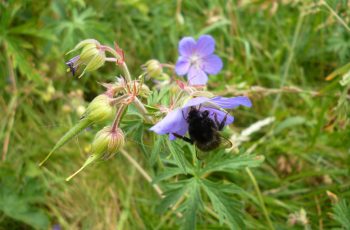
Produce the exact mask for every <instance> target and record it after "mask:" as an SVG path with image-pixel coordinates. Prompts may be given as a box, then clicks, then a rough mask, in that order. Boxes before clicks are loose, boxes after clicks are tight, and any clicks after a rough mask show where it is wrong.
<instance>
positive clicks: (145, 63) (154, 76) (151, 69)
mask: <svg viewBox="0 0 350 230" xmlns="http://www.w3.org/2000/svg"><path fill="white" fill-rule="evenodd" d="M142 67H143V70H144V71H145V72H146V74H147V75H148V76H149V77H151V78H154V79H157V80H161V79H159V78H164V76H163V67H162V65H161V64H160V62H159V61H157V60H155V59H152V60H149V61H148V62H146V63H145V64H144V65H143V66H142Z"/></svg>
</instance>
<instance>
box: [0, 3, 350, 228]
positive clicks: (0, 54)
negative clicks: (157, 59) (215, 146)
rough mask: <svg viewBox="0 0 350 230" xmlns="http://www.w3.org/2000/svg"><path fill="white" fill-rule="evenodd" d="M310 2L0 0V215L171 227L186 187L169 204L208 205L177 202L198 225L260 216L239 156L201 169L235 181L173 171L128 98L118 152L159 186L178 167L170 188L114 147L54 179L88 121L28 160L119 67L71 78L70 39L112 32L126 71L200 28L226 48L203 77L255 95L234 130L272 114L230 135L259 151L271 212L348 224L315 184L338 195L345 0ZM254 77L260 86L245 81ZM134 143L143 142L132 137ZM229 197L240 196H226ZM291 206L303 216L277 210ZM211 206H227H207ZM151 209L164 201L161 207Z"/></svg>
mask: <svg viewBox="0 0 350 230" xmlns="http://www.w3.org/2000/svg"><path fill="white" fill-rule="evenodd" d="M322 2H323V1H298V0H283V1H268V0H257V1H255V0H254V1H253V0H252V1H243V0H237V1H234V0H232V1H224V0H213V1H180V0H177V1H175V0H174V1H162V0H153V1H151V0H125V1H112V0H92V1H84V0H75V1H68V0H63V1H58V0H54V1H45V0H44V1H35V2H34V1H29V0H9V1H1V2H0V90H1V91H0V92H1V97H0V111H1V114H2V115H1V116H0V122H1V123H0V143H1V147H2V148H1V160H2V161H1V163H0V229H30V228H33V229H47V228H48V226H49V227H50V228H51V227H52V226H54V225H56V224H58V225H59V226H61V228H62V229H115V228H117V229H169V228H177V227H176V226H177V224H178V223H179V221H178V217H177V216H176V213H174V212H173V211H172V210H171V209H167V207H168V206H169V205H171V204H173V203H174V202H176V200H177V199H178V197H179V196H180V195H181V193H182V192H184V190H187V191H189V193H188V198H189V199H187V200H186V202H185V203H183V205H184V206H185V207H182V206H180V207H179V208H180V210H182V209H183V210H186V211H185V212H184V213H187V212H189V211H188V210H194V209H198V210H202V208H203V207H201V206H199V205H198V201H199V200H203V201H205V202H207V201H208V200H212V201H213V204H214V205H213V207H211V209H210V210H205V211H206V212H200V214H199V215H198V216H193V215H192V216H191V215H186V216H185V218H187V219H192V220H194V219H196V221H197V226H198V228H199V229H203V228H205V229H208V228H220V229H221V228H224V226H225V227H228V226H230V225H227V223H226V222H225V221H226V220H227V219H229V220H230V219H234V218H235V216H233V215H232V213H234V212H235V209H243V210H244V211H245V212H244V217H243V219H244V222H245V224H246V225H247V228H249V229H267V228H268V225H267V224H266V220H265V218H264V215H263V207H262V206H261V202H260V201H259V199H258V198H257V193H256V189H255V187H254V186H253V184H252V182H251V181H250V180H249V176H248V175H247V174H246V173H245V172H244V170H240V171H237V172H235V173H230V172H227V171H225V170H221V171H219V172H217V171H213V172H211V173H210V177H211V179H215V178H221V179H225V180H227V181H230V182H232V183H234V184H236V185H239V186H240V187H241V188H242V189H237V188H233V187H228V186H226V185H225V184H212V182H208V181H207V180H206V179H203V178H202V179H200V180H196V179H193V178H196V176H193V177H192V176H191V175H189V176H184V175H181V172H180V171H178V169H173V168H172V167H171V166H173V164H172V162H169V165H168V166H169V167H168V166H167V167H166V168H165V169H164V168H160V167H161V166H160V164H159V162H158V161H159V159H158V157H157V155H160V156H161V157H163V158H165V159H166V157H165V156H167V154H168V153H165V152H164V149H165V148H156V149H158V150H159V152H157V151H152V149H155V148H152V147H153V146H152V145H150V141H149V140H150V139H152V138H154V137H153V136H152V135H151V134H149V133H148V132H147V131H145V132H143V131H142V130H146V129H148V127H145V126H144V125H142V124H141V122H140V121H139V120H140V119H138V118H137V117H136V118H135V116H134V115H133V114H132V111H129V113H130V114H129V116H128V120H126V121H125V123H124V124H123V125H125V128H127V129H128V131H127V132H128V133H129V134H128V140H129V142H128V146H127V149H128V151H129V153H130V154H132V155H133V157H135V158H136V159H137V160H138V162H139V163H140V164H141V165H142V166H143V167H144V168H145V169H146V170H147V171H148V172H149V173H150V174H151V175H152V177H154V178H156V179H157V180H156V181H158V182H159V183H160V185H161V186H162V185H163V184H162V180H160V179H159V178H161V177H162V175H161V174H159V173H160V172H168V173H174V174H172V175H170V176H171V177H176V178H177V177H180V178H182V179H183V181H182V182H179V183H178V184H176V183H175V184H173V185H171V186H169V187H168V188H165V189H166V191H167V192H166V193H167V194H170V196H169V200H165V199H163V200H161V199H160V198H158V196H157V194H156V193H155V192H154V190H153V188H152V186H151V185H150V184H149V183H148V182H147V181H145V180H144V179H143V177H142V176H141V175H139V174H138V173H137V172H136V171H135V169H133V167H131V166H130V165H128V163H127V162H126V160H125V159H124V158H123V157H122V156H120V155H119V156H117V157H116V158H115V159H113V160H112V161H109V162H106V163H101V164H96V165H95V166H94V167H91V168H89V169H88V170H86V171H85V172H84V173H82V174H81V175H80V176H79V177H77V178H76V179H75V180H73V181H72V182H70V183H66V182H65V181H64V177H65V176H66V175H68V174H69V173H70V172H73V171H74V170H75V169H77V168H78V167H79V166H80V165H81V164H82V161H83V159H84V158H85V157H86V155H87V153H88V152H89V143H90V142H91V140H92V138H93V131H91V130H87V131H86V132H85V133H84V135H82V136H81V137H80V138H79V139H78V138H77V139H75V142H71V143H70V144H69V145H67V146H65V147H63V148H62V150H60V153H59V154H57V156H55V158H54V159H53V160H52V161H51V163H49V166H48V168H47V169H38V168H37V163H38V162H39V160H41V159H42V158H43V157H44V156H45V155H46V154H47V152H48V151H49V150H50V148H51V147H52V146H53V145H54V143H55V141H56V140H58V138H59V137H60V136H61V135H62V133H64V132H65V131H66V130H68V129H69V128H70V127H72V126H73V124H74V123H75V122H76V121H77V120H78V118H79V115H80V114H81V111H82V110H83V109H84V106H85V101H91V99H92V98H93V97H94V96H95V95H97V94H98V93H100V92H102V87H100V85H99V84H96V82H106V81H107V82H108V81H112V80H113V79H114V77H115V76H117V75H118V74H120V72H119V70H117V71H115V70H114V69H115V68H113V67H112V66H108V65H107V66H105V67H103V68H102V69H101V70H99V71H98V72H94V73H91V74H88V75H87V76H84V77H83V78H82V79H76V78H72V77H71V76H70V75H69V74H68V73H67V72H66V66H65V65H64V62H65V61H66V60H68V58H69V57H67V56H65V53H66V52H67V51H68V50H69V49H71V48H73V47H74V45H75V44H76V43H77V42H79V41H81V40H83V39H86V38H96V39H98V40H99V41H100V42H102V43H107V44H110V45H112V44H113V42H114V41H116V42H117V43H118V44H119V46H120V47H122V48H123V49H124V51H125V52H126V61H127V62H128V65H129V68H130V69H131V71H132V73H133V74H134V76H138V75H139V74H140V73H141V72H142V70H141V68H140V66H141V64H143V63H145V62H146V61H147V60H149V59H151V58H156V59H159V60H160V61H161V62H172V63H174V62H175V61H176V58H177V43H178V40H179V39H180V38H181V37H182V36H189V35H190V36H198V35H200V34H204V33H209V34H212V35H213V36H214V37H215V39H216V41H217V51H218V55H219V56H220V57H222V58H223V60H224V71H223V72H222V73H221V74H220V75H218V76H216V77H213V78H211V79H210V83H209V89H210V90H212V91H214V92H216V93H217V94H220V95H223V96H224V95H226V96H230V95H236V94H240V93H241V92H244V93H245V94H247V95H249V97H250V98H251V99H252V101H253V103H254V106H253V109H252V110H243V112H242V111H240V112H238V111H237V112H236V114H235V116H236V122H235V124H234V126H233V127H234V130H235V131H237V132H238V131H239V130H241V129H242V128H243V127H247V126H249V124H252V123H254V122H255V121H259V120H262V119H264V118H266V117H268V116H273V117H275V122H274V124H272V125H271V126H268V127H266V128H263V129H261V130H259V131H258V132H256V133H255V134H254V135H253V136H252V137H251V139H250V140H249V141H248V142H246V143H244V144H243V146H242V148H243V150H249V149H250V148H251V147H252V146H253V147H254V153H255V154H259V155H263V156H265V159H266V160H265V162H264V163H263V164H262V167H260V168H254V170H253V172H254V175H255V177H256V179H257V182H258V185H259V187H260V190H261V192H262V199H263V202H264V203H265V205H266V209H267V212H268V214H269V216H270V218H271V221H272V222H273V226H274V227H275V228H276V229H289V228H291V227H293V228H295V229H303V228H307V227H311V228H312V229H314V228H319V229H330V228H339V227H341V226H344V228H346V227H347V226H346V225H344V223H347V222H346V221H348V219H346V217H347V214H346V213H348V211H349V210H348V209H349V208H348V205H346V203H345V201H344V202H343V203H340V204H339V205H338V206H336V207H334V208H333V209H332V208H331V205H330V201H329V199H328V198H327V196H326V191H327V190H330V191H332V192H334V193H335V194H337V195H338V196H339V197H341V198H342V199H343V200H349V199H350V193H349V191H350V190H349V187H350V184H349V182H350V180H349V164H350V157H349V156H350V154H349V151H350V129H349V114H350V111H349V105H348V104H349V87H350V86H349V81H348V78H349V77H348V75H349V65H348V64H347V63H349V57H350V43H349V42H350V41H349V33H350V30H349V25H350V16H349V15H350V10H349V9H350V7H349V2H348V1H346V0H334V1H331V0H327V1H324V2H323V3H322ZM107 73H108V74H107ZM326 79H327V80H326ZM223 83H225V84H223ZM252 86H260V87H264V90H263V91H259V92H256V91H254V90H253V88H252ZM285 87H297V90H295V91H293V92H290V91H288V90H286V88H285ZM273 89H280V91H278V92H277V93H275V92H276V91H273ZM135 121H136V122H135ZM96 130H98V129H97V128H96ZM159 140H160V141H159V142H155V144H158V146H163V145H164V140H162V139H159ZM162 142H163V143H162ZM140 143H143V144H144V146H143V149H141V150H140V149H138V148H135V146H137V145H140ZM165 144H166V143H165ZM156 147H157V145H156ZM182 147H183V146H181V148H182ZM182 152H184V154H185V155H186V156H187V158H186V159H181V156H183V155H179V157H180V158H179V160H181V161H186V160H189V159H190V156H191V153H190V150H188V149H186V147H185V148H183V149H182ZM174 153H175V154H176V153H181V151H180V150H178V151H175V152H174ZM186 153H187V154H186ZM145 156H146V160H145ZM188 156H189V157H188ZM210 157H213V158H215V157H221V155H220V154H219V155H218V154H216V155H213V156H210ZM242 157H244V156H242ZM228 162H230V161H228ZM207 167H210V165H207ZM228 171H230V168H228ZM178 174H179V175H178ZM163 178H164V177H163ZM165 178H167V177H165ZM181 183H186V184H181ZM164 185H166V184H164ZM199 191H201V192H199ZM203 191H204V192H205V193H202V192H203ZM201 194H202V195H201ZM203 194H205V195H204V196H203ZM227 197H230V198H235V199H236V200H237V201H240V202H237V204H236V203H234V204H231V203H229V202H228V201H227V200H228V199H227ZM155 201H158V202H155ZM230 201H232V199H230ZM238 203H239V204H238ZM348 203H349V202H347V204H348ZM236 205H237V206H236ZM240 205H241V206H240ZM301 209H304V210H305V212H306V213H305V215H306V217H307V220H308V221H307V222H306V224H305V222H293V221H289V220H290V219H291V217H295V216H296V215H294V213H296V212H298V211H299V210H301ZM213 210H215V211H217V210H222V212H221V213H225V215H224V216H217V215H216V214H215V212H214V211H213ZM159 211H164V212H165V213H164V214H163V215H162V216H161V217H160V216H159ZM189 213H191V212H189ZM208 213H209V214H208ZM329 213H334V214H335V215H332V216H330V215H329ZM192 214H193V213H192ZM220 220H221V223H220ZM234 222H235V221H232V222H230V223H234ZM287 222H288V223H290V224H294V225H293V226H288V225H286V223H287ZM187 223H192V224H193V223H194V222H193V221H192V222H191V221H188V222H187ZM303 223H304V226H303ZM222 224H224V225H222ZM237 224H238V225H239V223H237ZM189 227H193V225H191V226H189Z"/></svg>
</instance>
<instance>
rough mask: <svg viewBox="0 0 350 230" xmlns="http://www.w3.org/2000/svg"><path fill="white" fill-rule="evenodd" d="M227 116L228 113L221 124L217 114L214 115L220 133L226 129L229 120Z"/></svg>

•••••

### GOAL OF THE EXERCISE
Everything from the line with "positive clicks: (145, 63)" through the line with "negative clicks: (157, 59) (215, 146)" should be written out exactly as it appears above, end lines included, and nothing outside that range.

### EXPECTED ANSWER
positive clicks: (145, 63) (154, 76) (151, 69)
mask: <svg viewBox="0 0 350 230" xmlns="http://www.w3.org/2000/svg"><path fill="white" fill-rule="evenodd" d="M142 67H143V70H144V71H145V72H146V74H147V75H148V76H149V77H151V78H154V79H157V80H161V79H159V78H164V76H163V67H162V65H161V64H160V62H159V61H157V60H155V59H152V60H149V61H148V62H146V63H145V64H144V65H143V66H142Z"/></svg>
</instance>
<instance>
box: [0, 3, 350, 228]
positive clicks: (0, 54)
negative clicks: (157, 59) (215, 146)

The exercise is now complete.